* **TASK TO COMPLETE**
Tally the lines in the data below that contain the string "deer", treating uppercase and lowercase as different. Reply with the number alone.

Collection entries
--

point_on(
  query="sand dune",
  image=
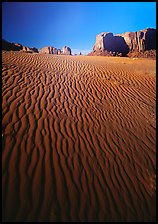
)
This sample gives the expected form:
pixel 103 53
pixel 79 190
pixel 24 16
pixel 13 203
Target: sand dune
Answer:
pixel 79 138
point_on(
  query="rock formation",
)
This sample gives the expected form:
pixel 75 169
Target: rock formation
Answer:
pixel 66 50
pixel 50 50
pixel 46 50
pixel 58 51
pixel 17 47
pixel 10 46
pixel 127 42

--

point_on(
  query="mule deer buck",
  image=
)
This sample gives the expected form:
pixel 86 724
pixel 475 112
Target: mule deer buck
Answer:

--

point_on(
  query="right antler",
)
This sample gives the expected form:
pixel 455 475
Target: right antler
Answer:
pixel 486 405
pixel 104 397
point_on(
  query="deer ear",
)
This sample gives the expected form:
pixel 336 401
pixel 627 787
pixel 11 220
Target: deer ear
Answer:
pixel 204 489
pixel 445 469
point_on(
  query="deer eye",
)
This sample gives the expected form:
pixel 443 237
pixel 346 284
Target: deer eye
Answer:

--

* **OUTPUT**
6